Extrait fourni
____________
Le sucre et les larmes est le titre tres evocateur du bref essai d’histoire de la mondialisation de Pierre DOCKES, publie en 2009 aux editions Descartes et Cie. Economiste, universitaire francais et membre du cercle des economistes, Pierre DOCKES a axe sa recherche sur les grandes mutations economiques et sociales de l’histoire. Il porte une attention particuliere au rapport entre l’esclavage et l’economie dans l’histoire.
Ce theme semble etre alors son domaine de predilection car il poursuivit ses recherches sur l’esclavage des temps modernes en se penchant sur le paradigme sucrier, qu’il developpa dans L’economie de l’esclavage colonial (aux editions CNRS) puis, dans Le sucre et les larmes ou il retrace l’histoire de l’economie du sucre en nous faisant etat de sa pensee selon laquelle, la production sucriere depuis sa naissance au XIeme siecle jusqu’a nos jours, est une production qu’on ne peut dissocier de l’esclavage et de l’asservissement.
C’est pour cela que lorsqu’on fait reference a l’economie du sucre, on ne peut faire abstraction de la douloureuse histoire passee et actuelle de l’esclavage qui s’y rapporte presque « fatalement » comme l’ont justifies et continuent a le justifier certains… L’auteur, en retracant l’histoire de cette economie denonce un paradigme inegal, abusif et discriminant etabli
Nous analyserons l’etude de Pierre DOCKES selon laquelle l’evolution geographique et economique du sucre va de paire avec l’evolution geographique et numerique de l’esclavage. Nous verrons dans un premier temps comment et pourquoi les puissances arabo-musulmanes ont eut recours a l’esclavage, puis, comment et pourquoi ces geants implantes dans les zones les plus productives, ne laissent aucune place aux petits producteurs locaux. I) Rappel historique : les esclaves dans les plantations a) La traite esclavagiste de la filiere arabo-musulmane
Le sucre ou soukkar, de son appelation arabe, parvint en terre d’Arabie depuis les Indes. Il fut considere comme une denree de luxe aux vertus medicamenteuses. Friands de cette denree, les arabo-musulmans ont developpe des plantations vers le VII eme et VIII eme siecle, apres la conquete des regions de Bassora. On suppose alors que des cette periode, des elements majeurs du paradigme sucrier auraient ete mis en place. En effet, meme si la filiere arabo-musulmane n’est pas a l’origine de la traite esclavagiste qui existait depuis l’Egypte antique, elle a fortement contribue a son developpement et a son expansion.
____________
Matériel fourni
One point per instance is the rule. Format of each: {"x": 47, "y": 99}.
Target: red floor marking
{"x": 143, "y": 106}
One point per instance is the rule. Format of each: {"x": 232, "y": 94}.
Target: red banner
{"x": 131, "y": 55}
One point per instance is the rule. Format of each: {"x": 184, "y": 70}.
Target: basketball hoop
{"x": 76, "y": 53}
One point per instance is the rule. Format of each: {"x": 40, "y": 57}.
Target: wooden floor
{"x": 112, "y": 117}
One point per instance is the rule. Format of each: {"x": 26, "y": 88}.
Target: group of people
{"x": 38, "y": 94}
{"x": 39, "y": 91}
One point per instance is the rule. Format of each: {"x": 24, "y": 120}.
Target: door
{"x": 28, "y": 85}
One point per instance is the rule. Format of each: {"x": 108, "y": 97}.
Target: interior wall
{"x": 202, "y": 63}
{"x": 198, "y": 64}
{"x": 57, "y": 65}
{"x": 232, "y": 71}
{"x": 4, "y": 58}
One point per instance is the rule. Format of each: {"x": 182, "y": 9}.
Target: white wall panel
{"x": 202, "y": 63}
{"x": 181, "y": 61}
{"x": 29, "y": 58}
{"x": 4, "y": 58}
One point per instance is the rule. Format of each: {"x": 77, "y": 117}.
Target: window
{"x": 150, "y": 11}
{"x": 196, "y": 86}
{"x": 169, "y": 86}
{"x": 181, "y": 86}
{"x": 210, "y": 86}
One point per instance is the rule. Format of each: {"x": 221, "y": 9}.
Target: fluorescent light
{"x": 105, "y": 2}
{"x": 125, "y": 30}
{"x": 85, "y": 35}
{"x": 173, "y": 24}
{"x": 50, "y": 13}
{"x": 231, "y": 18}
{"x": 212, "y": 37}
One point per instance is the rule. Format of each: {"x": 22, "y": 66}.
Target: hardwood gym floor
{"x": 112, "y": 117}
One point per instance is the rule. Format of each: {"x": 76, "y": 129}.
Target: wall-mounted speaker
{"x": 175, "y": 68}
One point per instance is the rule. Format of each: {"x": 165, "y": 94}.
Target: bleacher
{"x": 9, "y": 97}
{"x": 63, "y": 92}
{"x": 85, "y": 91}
____________
Selon l'extrait fourni, d'où le sucre parvint-il en terre d'Arabie ?

Réponse attendue
Il y parvint depuis les Indes.